» Data extract
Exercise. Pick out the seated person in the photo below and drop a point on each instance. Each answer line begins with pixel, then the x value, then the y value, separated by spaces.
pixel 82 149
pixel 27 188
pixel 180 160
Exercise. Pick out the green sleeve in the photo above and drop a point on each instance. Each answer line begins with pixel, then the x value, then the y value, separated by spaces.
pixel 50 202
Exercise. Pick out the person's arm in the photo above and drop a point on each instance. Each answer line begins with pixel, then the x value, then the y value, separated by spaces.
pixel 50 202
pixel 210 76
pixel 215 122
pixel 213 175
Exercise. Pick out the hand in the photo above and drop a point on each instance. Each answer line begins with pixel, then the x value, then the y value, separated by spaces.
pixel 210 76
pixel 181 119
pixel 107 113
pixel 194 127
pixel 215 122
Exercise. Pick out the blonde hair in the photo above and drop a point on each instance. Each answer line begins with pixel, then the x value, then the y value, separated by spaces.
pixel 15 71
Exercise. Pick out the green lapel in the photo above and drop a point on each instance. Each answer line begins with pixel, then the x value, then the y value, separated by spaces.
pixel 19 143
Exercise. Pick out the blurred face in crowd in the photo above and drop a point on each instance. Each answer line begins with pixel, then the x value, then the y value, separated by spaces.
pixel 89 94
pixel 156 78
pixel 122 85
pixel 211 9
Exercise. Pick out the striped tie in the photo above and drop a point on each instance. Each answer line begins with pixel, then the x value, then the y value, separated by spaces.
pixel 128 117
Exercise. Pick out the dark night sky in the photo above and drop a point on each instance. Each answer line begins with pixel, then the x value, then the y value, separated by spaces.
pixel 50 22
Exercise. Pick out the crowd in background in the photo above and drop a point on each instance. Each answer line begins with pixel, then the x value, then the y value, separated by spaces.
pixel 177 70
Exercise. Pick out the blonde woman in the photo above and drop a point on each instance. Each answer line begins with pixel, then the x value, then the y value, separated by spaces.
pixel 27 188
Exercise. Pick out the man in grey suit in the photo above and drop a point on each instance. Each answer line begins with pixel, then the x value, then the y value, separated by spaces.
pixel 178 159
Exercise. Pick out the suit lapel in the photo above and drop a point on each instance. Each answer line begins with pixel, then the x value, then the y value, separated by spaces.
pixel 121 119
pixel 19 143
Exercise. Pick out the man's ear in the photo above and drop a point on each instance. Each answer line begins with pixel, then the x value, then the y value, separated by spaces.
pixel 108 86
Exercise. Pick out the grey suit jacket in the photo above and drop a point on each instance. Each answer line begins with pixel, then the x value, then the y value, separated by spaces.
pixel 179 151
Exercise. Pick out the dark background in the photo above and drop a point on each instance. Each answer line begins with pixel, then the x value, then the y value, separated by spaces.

» About this task
Everything from the line holding "Exercise. Pick out the suit" through the final line of the material must be given again exactly, and nothing outside that stretch.

» Task solution
Exercise. Pick out the suit lapel in the photo above and drop a point on each instance. Each answer line begins with pixel, then the x value, then the y value, separated by spaces.
pixel 121 119
pixel 19 143
Exercise. Pick out the man's ear in the photo above and drop a point on each instance. Each answer line begins with pixel, then the x value, then the y value, separated by spaces.
pixel 108 86
Exercise. Pick out the grey suit jacket in the photo above and drop a point on each instance. Each answer line begins with pixel, then the x value, then the y value, separated by spaces.
pixel 179 151
Exercise. Pick out the dark background in the photo above and drop a point on each instance. Each answer line begins with pixel, then the x value, then the y value, separated by spaces.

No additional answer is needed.